Records from a data collection:
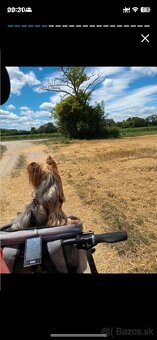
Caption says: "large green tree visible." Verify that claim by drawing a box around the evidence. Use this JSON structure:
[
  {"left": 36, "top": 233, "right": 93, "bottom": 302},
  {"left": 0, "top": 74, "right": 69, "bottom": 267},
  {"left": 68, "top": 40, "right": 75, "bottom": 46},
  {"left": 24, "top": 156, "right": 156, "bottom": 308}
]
[{"left": 44, "top": 67, "right": 105, "bottom": 138}]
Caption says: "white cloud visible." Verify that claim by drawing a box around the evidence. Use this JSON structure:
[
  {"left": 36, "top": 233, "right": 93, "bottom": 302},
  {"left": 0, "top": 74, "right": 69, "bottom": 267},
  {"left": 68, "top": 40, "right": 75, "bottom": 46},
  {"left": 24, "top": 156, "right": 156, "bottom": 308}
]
[
  {"left": 104, "top": 78, "right": 113, "bottom": 87},
  {"left": 39, "top": 102, "right": 54, "bottom": 110},
  {"left": 130, "top": 66, "right": 157, "bottom": 77},
  {"left": 33, "top": 86, "right": 46, "bottom": 93},
  {"left": 0, "top": 109, "right": 18, "bottom": 120},
  {"left": 7, "top": 67, "right": 40, "bottom": 96},
  {"left": 6, "top": 104, "right": 16, "bottom": 110},
  {"left": 108, "top": 85, "right": 157, "bottom": 111},
  {"left": 19, "top": 106, "right": 29, "bottom": 110}
]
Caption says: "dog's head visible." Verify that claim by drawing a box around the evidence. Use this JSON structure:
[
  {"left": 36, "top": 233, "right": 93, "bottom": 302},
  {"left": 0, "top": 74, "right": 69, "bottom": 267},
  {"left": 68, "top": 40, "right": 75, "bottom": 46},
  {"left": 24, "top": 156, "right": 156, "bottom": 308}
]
[{"left": 27, "top": 156, "right": 65, "bottom": 203}]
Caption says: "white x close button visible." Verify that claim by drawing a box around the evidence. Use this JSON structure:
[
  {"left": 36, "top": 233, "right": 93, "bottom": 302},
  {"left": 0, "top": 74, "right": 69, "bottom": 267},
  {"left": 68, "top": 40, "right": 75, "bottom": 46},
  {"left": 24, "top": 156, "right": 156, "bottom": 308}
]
[{"left": 141, "top": 34, "right": 149, "bottom": 43}]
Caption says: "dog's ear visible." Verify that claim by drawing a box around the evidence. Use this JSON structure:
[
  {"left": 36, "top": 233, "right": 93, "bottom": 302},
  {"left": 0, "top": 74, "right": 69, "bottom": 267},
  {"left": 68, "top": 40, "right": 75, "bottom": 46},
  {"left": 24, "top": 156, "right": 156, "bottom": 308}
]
[{"left": 27, "top": 162, "right": 43, "bottom": 187}]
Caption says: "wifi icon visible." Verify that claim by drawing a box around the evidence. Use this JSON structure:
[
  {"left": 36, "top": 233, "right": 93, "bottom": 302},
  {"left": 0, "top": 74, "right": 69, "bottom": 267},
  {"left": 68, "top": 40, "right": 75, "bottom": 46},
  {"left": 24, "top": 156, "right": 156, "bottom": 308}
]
[{"left": 132, "top": 7, "right": 138, "bottom": 13}]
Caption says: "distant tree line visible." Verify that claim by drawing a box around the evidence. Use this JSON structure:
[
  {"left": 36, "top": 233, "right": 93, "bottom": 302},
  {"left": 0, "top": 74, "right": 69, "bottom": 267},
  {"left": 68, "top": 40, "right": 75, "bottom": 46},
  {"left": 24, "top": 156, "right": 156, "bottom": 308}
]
[
  {"left": 0, "top": 123, "right": 57, "bottom": 136},
  {"left": 0, "top": 115, "right": 157, "bottom": 138},
  {"left": 115, "top": 114, "right": 157, "bottom": 128}
]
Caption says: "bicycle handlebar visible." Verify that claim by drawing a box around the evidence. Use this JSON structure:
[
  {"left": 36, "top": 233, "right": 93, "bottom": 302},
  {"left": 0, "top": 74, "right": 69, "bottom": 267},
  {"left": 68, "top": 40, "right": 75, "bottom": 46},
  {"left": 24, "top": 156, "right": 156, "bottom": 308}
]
[
  {"left": 94, "top": 231, "right": 128, "bottom": 243},
  {"left": 63, "top": 231, "right": 128, "bottom": 248}
]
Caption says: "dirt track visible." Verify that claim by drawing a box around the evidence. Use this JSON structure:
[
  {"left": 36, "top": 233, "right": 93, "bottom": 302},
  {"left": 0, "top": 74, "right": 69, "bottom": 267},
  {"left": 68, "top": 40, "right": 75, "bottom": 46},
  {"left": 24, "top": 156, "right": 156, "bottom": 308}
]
[{"left": 0, "top": 140, "right": 46, "bottom": 177}]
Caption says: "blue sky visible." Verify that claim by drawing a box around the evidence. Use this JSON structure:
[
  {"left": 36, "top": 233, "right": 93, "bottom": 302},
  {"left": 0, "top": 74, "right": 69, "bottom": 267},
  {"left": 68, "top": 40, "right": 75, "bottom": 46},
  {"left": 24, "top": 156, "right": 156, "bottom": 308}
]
[{"left": 0, "top": 67, "right": 157, "bottom": 130}]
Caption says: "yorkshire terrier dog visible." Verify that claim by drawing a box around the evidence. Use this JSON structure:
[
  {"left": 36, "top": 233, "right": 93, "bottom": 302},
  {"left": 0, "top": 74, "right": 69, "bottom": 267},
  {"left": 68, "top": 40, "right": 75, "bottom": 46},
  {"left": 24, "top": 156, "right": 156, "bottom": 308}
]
[{"left": 11, "top": 156, "right": 80, "bottom": 230}]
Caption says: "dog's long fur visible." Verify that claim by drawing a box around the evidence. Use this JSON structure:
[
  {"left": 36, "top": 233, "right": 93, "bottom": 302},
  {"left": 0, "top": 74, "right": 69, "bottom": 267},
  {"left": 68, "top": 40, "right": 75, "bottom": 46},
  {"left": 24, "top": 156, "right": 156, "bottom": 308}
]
[{"left": 11, "top": 156, "right": 79, "bottom": 230}]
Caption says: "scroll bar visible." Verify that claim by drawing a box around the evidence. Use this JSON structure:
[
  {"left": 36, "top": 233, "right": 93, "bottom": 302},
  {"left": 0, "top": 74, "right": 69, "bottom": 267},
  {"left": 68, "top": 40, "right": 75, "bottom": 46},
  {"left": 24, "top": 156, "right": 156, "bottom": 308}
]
[{"left": 50, "top": 334, "right": 107, "bottom": 338}]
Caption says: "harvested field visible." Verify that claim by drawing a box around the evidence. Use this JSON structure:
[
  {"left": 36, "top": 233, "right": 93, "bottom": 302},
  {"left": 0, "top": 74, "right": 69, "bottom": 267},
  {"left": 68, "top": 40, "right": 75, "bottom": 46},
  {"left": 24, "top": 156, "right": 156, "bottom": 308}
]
[{"left": 0, "top": 135, "right": 157, "bottom": 273}]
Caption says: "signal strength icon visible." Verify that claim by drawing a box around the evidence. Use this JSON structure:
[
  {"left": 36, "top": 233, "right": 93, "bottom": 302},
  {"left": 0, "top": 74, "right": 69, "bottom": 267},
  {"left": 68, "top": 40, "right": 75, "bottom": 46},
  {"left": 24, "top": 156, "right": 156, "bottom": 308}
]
[{"left": 132, "top": 7, "right": 139, "bottom": 13}]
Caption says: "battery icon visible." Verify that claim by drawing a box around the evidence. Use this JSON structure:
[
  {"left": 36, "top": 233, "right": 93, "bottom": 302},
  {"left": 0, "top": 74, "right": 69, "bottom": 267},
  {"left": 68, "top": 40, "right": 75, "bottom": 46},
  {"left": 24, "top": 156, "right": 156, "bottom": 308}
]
[{"left": 140, "top": 7, "right": 151, "bottom": 13}]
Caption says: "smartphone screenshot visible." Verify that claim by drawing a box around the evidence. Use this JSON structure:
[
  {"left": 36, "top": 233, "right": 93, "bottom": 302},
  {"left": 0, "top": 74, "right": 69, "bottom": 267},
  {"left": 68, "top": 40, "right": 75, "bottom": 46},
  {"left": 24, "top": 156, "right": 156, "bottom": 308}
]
[{"left": 0, "top": 0, "right": 157, "bottom": 339}]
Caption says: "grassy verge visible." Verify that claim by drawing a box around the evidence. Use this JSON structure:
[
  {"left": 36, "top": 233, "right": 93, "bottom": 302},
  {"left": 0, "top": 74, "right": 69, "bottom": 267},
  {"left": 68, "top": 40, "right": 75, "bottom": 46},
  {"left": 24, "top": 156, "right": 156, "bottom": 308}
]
[
  {"left": 1, "top": 133, "right": 68, "bottom": 142},
  {"left": 11, "top": 154, "right": 26, "bottom": 177},
  {"left": 0, "top": 145, "right": 7, "bottom": 159},
  {"left": 120, "top": 126, "right": 157, "bottom": 137}
]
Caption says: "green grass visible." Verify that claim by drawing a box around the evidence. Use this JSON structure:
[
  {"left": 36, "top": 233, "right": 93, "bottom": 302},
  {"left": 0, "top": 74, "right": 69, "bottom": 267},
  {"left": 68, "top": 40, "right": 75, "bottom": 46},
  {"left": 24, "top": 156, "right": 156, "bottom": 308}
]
[
  {"left": 120, "top": 126, "right": 157, "bottom": 137},
  {"left": 0, "top": 145, "right": 7, "bottom": 159},
  {"left": 1, "top": 126, "right": 157, "bottom": 143},
  {"left": 1, "top": 133, "right": 60, "bottom": 141},
  {"left": 11, "top": 153, "right": 26, "bottom": 177}
]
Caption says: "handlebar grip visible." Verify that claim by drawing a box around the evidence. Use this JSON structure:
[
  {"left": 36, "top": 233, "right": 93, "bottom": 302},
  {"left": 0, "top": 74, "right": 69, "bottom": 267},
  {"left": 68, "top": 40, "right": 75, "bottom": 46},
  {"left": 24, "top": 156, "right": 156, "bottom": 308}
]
[{"left": 94, "top": 231, "right": 128, "bottom": 243}]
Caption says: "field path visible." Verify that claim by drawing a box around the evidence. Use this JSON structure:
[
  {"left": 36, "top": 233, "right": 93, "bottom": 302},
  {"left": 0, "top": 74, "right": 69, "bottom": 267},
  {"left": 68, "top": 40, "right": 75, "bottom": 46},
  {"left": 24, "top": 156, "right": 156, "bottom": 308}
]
[{"left": 0, "top": 140, "right": 44, "bottom": 177}]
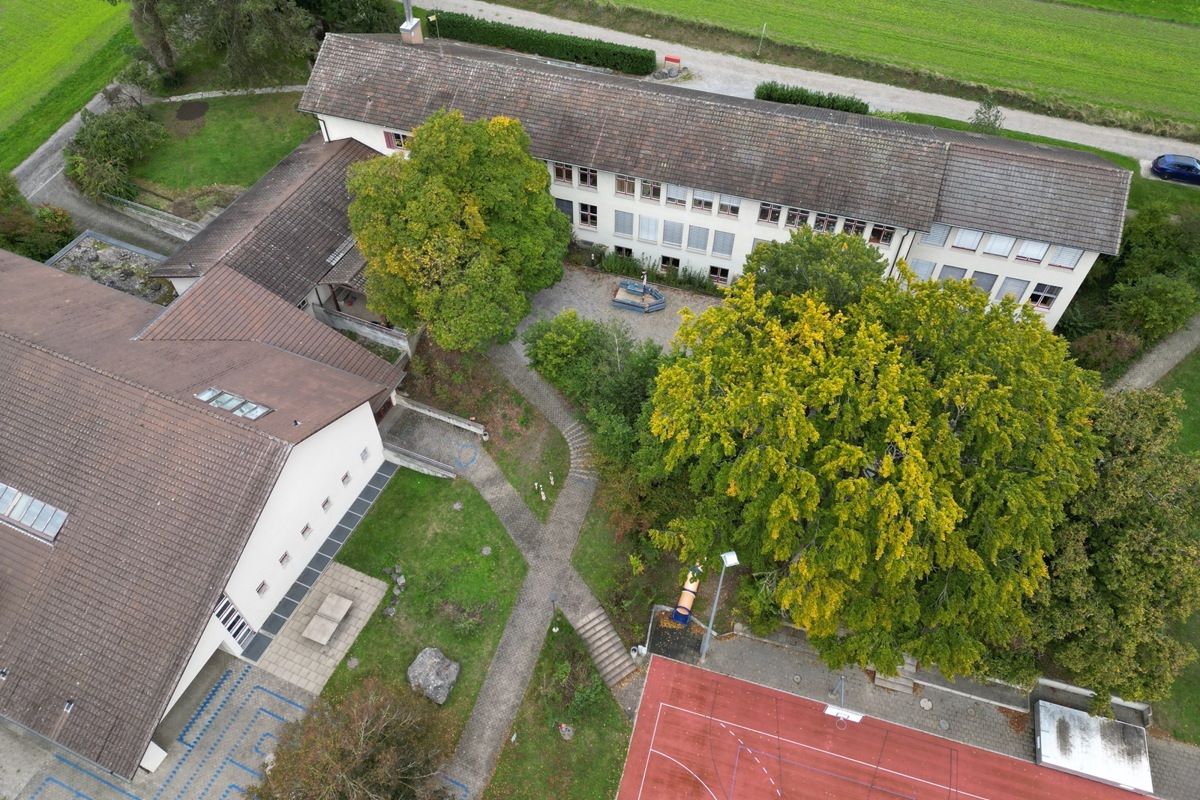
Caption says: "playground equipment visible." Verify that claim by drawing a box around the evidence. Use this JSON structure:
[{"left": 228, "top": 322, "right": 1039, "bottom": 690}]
[{"left": 671, "top": 564, "right": 701, "bottom": 625}]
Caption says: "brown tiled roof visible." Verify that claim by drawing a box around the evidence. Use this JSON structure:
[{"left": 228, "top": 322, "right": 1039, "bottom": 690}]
[
  {"left": 300, "top": 35, "right": 1129, "bottom": 253},
  {"left": 152, "top": 133, "right": 378, "bottom": 306},
  {"left": 138, "top": 266, "right": 404, "bottom": 409},
  {"left": 0, "top": 251, "right": 379, "bottom": 776}
]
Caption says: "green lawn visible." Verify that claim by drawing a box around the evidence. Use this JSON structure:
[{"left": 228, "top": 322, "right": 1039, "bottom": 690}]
[
  {"left": 604, "top": 0, "right": 1200, "bottom": 122},
  {"left": 131, "top": 94, "right": 317, "bottom": 191},
  {"left": 484, "top": 614, "right": 631, "bottom": 800},
  {"left": 0, "top": 0, "right": 136, "bottom": 172},
  {"left": 324, "top": 469, "right": 526, "bottom": 756}
]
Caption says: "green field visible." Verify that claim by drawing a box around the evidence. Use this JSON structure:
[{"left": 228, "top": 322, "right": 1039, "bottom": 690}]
[
  {"left": 0, "top": 0, "right": 130, "bottom": 130},
  {"left": 600, "top": 0, "right": 1200, "bottom": 122}
]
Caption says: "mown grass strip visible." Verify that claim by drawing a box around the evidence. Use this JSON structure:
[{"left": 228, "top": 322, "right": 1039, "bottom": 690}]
[
  {"left": 484, "top": 0, "right": 1200, "bottom": 142},
  {"left": 0, "top": 25, "right": 137, "bottom": 173}
]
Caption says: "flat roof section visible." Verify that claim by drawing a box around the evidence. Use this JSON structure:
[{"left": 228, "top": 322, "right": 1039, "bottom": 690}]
[{"left": 1033, "top": 700, "right": 1154, "bottom": 794}]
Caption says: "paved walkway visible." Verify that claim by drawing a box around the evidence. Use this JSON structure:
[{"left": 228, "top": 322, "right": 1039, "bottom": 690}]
[{"left": 429, "top": 0, "right": 1196, "bottom": 172}]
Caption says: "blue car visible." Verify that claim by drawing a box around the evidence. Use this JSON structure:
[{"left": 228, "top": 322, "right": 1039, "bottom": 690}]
[{"left": 1150, "top": 156, "right": 1200, "bottom": 184}]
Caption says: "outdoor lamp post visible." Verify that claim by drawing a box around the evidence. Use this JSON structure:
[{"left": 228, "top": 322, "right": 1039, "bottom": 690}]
[{"left": 700, "top": 551, "right": 738, "bottom": 663}]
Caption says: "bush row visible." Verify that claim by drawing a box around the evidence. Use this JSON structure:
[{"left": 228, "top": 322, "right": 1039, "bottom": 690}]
[
  {"left": 426, "top": 11, "right": 658, "bottom": 76},
  {"left": 754, "top": 80, "right": 871, "bottom": 114}
]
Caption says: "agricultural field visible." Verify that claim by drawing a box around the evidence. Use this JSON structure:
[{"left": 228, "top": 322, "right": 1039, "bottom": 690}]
[
  {"left": 0, "top": 0, "right": 134, "bottom": 172},
  {"left": 578, "top": 0, "right": 1200, "bottom": 124}
]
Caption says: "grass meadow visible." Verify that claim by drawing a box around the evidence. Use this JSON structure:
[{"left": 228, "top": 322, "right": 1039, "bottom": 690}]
[{"left": 0, "top": 0, "right": 136, "bottom": 172}]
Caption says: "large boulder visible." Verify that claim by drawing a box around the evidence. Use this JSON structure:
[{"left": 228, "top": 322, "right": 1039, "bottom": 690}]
[{"left": 408, "top": 648, "right": 458, "bottom": 705}]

### [THE TASK]
How many lines in the listing above contain the string "blue"? Reply with the number alone.

### [COMPLETE OUTPUT]
2